## EXERCISE REQUIREMENTS
Reproduce the material below word for word, leaving out the pictures.
***** RECORDED INFORMATION
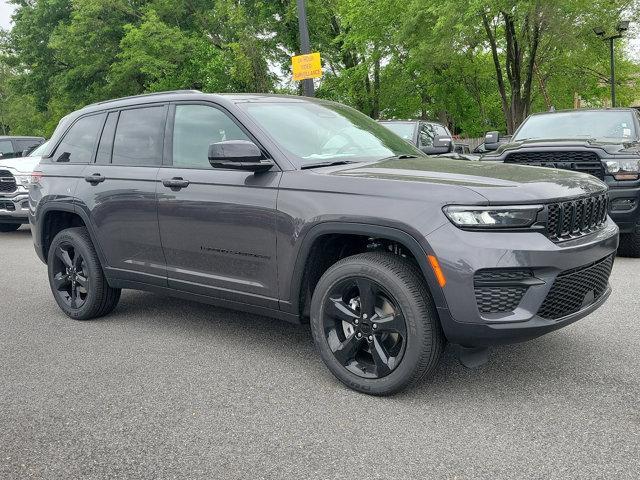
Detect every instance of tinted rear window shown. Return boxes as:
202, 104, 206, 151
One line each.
111, 106, 166, 166
53, 113, 106, 163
**********
## SOLUTION TO THE EXERCISE
Detect every instance of tinted rear window shown. Return boxes as:
202, 104, 206, 151
One line each.
111, 106, 166, 166
53, 113, 106, 163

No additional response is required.